#### PROBLEM TO WORK ON
Given the records that follow, return each one verbatim.

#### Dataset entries
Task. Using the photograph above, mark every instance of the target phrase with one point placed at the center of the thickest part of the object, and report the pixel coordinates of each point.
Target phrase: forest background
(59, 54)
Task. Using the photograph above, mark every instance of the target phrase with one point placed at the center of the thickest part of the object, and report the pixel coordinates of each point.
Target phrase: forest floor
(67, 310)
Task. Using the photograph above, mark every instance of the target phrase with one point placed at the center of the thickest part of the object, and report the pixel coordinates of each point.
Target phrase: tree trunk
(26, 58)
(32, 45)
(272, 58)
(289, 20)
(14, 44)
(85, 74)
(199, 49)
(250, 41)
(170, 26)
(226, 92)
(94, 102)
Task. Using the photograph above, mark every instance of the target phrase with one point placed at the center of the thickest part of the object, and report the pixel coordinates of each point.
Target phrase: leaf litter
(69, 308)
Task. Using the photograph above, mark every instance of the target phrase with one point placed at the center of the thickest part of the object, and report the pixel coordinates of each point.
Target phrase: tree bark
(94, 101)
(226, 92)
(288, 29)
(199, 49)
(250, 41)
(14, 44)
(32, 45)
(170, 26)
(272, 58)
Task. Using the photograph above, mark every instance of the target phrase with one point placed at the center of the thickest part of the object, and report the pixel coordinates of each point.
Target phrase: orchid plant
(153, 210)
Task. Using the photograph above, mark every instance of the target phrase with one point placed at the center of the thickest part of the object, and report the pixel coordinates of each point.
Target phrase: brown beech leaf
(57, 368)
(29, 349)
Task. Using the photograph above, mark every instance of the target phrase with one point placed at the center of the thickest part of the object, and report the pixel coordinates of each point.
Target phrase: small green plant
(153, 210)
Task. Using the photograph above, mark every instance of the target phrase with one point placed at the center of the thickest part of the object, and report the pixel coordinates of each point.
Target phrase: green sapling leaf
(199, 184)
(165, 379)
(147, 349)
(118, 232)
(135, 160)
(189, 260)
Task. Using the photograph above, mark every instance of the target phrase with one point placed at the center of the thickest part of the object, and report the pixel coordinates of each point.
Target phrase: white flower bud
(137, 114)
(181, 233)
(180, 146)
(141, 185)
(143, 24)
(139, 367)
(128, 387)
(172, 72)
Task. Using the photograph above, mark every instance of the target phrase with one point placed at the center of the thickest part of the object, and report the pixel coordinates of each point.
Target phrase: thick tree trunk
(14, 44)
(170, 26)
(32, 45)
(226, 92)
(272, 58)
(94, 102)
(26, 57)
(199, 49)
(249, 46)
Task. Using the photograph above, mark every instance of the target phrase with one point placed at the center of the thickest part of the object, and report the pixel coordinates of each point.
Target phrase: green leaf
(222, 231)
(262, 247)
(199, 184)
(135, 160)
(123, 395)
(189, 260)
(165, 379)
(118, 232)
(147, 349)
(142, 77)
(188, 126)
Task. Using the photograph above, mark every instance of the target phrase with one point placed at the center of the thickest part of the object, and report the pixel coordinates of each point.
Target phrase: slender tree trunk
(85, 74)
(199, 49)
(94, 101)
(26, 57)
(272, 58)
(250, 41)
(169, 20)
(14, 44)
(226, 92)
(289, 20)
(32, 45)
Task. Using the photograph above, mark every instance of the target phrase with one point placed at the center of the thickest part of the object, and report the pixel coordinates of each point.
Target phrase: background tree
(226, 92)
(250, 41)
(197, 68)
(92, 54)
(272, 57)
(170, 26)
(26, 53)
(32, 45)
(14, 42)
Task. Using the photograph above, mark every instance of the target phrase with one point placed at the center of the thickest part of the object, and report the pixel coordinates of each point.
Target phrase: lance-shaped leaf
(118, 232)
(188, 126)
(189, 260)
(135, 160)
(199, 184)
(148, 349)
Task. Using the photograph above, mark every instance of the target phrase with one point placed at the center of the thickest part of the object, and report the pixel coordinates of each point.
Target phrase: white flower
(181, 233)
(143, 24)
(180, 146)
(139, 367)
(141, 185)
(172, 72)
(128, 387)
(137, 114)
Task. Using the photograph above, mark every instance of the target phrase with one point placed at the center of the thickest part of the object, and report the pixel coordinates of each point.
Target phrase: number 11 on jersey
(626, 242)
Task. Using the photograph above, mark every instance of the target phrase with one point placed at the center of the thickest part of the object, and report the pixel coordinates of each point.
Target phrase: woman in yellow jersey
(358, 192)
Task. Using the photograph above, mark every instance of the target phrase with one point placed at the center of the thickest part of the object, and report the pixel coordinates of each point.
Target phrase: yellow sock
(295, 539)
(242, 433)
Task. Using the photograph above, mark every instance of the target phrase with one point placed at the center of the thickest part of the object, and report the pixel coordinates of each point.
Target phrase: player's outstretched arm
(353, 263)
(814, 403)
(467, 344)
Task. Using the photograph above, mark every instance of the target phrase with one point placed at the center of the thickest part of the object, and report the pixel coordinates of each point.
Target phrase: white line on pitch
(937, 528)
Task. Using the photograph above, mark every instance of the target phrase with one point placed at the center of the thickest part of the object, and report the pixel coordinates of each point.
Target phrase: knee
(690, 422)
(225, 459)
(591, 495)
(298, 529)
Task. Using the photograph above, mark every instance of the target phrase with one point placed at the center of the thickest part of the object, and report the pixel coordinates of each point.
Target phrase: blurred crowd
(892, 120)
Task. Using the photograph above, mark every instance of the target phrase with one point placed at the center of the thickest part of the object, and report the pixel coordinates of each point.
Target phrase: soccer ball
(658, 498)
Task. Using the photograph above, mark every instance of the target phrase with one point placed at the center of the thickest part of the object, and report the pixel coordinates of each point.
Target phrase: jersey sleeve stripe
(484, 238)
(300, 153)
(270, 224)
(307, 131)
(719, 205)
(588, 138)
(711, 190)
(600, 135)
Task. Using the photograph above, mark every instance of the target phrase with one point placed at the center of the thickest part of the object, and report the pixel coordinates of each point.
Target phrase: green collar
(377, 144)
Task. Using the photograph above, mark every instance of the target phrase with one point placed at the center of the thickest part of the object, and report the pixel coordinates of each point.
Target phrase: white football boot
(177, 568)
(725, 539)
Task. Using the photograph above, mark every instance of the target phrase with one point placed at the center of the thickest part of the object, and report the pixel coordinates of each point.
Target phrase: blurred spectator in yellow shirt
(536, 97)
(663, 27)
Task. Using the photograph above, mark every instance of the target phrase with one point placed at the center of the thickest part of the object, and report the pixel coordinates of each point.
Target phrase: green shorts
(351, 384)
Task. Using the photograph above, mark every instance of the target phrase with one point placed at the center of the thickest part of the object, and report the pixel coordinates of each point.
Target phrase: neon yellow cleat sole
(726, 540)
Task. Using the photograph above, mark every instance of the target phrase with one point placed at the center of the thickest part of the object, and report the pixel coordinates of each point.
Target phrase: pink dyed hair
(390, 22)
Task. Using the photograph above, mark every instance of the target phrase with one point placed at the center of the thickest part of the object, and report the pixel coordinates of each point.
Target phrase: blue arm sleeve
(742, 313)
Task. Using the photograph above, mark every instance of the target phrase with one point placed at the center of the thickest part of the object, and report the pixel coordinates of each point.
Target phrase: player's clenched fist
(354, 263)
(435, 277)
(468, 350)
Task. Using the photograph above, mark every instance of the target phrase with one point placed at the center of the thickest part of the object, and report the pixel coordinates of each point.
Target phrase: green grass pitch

#### EXERCISE RESULT
Task. Using the photograph above, mark every instance of the target phrase with one point placed at the center of the thickest part of the object, and report the pixel coordinates of each point.
Target phrase: forest background
(59, 54)
Task. Using the photograph above, mark every instance of the target phrase with one point placed at the center of the thickest part of the object, and report the pixel coordinates of each point.
Target phrase: forest floor
(67, 310)
Task. Using the photograph above, mark every instance of the target phrase with one point placed at the center of the thickest part of the object, and report the pixel coordinates of each point.
Target phrase: tree trunk
(26, 58)
(32, 45)
(272, 58)
(289, 20)
(14, 44)
(85, 74)
(199, 49)
(250, 41)
(170, 26)
(226, 92)
(94, 102)
Task. Using the photograph above, mark every instance of the target phrase with one point placed at the center of the thickest part of the object, and report the pixel coordinates of each point.
Target phrase: leaf litter
(69, 308)
Task. Using the photograph above, mark every instance of the target phrase with one point placed at the center of the thickest part of the object, and report the pixel coordinates of each point.
Target phrase: tree bark
(94, 101)
(226, 92)
(288, 29)
(199, 49)
(250, 41)
(14, 44)
(32, 45)
(170, 26)
(272, 58)
Task. Using the photograph above, mark every instance of the target phrase with one point placed at the center of the thickest part of the object, and report the pixel coordinates of each point.
Target phrase: orchid plant
(153, 210)
Task. Using the photograph above, mark every instance of the target phrase with one point placed at the center of the thickest part of the object, and report the pixel coordinates of each point.
Target phrase: brown beech leaf
(57, 368)
(29, 349)
Task. Using the photograph above, mark every instance of the target phrase with one point placed at the center of the thickest part of the object, and report the pixel coordinates of each point.
Target phrase: small green plant
(153, 210)
Task. Using the photograph above, mark every instance of the target phrase with one point placed at the center of the thickest part of the object, and report the pixel coordinates of each point.
Target phrase: green sapling leaf
(199, 184)
(165, 379)
(147, 349)
(118, 232)
(135, 160)
(189, 260)
Task. Using the photograph above, mark every instance of the target phrase with one point placed at the center of the thickest part of the object, and report the pixel coordinates of each point.
Target phrase: white flower bud
(137, 114)
(181, 233)
(180, 146)
(141, 185)
(143, 24)
(139, 367)
(128, 387)
(172, 72)
Task. Using the photograph above, mark every instance of the target phrase with one point placed at the center of the thickest part of the object, and report the pixel coordinates of each point.
Target phrase: thick tree trunk
(14, 44)
(170, 26)
(32, 45)
(226, 92)
(272, 58)
(94, 102)
(26, 57)
(199, 49)
(249, 46)
Task. Using the photograph above, mark every instance of the target phrase with one point placed at the center of the thickest part of the object, and report the pixel coordinates of each point.
Target phrase: green leaf
(222, 231)
(262, 247)
(199, 184)
(135, 160)
(123, 395)
(189, 260)
(165, 379)
(118, 232)
(147, 349)
(142, 77)
(188, 126)
Task. Using the photograph above, mark every instance of the target phrase with one point placed at the center of the thickest part of the object, and report the pixel coordinates of each point.
Target phrase: slender tree trunk
(85, 74)
(199, 49)
(94, 101)
(26, 57)
(272, 58)
(250, 41)
(169, 20)
(14, 44)
(226, 92)
(289, 20)
(32, 45)
Task. Using the photograph above, mark every instance of the target phrase with one point placed at the center of the thickest part of the object, and report the pixel coordinates of each point.
Target phrase: background tree
(226, 92)
(250, 41)
(197, 68)
(92, 54)
(272, 57)
(170, 26)
(26, 53)
(32, 45)
(14, 42)
Task. Using the photograph above, mark every instance of the target phrase with one point placed at the center of the thickest part of the object, and report the pixel coordinates of each point.
Target phrase: lance-shaped leaf
(118, 232)
(188, 126)
(189, 260)
(135, 160)
(199, 184)
(148, 349)
Task. Using the photograph above, mark every instance of the target phrase with one point placed at the center of the thickest part of the object, and report the pixel coordinates of each point.
Target phrase: white flower
(181, 233)
(143, 24)
(180, 146)
(139, 367)
(141, 185)
(172, 72)
(128, 387)
(137, 114)
Task. Using the photograph above, mark every instance of the target phrase with one point placed at the center of the thickest part of the object, and report the pixel coordinates of each point.
Target phrase: number 11 on jersey
(626, 242)
Task. Using the photograph above, mark every instance of the target phrase with one point placed at the center of the thickest part of the object, and report the pixel coordinates of each point.
Target phrase: woman in yellow jersey
(358, 192)
Task. Using the photograph above, mark every instance of the target phrase with one point placed at the center of the thickest part of the object, and report the pixel coordinates of each point.
Target phrase: yellow sock
(295, 539)
(242, 433)
Task. Using the photograph above, mark every instance of the target phrase with one point placed at the center of the thickest part of the object, and report the pixel coordinates of each point.
Target phrase: player's outstretched arm
(353, 263)
(814, 403)
(467, 344)
Task. Using the photograph above, mark every instance of the target phrase with one point placed at the center of the thickest part of the object, and report the pixel coordinates of each point.
Target phrase: white line on pitch
(937, 528)
Task. Using the photograph above, mark every instance of the target phrase with one point placed at the center of the thickest part of the object, and report the pixel coordinates of each point.
Target phrase: knee
(690, 422)
(225, 459)
(591, 495)
(298, 529)
Task. Using the photograph above, mark every instance of the target phrase with one point placed at the center of the thickest part of the object, and report the pixel coordinates of each point.
Target phrase: blurred crowd
(892, 120)
Task. Using the photograph above, mark every instance of the target phrase with one point placed at the center of the thickest part of the object, and report the pixel coordinates of each point.
Target phrase: soccer ball
(658, 498)
Task. Using the photograph above, mark every instance of the target phrase with one point placed at the center of the thickest part of the object, and report the pixel coordinates of each point.
Target phrase: jersey sleeve stripe
(484, 238)
(300, 153)
(270, 224)
(307, 131)
(719, 205)
(588, 138)
(711, 190)
(600, 135)
Task. Using the photograph above, mark every instance of the target phrase with one point placed at the center of the thickest part of the object, and report the pixel coordinates of each point.
Target phrase: green collar
(377, 144)
Task. Using the photograph above, mark every instance of the target phrase with one point placed at the center of the thickest part of the object, and report the pixel coordinates of each point.
Target phrase: white football boot
(177, 568)
(725, 539)
Task. Using the photograph above, mark every instance of the target phrase with one point placed at the center of the thickest part of the object, and report the pixel coordinates of each point.
Target phrase: blurred spectator in yellow shirt
(536, 97)
(663, 27)
Task. Using the photograph above, mark every instance of the target phrase with one point placed at the center of the thickest part of the object, and report the pixel coordinates of each point.
Target phrase: green shorts
(351, 384)
Task. Using the photograph above, mark every instance of the target phrase with one point placed at the center of the thickest part of the object, and report the pixel coordinates of each point.
Target phrase: neon yellow cleat sole
(726, 540)
Task. Using the photograph above, mark every instance of the target phrase with one point placed at the center of the thickest part of the object, and report the pixel coordinates of each point.
Target phrase: pink dyed hair
(390, 22)
Task. Using the photograph above, mark every instance of the target phrase with one point placed at the center of the thickest part of the object, and report the pixel coordinates of each point.
Target phrase: blue arm sleeve
(742, 313)
Task. Using the photograph above, mark every instance of the target phrase with one point placed at the center of the thickest part of the object, and report the pixel coordinates of each point.
Target phrase: player's clenched fist
(354, 263)
(435, 277)
(468, 350)
Task. Using the photograph above, mark every instance of the target phrase with one point placed at the center of the thickest part of the object, and report the pixel coordinates of each point.
Target phrase: green grass pitch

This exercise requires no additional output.